# SHORT EXERCISE:
Extract every line of the records below that contains the word "clock".

STORED ROWS start

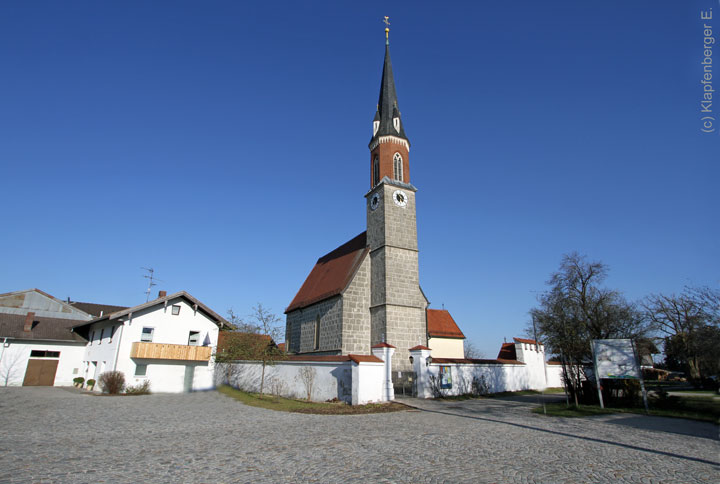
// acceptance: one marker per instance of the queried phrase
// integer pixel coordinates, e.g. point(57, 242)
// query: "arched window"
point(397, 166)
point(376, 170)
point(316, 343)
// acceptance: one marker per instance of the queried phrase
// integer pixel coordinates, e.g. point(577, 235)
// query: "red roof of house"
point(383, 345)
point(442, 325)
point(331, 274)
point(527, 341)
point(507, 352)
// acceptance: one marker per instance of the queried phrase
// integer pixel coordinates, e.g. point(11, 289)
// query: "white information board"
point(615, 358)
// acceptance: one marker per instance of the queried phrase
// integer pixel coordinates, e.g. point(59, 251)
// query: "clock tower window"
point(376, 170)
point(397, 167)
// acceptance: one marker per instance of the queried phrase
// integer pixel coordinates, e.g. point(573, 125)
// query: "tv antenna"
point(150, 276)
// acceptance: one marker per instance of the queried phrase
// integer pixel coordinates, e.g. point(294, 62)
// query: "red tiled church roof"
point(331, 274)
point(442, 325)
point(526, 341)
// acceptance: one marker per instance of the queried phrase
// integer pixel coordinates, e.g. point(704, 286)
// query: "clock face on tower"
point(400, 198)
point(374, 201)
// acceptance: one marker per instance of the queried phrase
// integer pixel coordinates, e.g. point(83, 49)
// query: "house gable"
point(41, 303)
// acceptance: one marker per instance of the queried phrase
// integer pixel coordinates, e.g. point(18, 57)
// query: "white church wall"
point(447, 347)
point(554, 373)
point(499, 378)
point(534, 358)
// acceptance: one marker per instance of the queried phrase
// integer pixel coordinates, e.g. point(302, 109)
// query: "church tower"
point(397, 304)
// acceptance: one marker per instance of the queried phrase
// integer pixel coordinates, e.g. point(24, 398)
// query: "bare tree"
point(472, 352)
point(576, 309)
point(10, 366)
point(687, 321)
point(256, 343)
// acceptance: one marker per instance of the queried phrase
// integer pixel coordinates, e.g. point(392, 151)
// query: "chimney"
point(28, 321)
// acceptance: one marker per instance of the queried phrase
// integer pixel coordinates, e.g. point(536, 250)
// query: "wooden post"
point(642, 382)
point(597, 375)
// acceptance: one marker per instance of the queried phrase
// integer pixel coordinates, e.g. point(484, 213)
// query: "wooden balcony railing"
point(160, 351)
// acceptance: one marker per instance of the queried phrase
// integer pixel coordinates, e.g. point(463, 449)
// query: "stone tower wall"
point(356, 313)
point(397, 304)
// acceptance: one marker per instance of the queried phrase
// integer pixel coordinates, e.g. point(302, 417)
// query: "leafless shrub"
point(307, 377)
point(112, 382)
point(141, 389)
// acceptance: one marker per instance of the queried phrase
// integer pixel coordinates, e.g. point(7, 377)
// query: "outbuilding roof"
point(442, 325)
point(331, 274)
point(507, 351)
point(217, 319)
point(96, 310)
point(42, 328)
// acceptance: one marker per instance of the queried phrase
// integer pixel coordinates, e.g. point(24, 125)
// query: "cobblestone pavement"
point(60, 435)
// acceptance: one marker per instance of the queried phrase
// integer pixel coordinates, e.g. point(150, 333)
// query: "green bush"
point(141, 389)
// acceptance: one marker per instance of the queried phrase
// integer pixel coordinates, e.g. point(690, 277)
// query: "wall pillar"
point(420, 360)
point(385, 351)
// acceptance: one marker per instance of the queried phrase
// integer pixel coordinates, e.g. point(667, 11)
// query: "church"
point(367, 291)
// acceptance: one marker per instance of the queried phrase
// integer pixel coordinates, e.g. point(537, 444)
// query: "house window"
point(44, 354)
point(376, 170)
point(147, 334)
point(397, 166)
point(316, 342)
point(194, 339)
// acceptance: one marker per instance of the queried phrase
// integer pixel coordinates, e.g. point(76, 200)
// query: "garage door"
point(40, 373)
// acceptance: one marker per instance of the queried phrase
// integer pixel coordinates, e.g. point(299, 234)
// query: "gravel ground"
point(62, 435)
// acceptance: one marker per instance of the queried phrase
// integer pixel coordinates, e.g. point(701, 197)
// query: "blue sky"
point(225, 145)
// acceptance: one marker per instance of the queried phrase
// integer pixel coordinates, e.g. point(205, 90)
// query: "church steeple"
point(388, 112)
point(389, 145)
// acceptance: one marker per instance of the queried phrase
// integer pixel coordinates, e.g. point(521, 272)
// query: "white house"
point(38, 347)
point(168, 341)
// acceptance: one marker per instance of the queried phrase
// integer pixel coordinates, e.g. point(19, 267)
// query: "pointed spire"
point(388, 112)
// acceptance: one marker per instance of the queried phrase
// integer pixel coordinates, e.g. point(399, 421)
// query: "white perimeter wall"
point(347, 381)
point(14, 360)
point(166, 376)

STORED ROWS end
STORED ROWS start

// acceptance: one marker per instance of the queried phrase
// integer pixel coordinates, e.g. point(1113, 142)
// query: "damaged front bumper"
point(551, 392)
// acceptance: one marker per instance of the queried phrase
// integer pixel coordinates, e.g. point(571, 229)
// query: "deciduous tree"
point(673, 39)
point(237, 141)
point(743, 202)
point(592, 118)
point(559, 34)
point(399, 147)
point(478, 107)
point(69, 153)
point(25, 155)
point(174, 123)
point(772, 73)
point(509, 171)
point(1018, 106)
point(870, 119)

STORED ROWS end

# FINAL ANSWER:
// query: "clock tower window"
// query: "clock face on tower"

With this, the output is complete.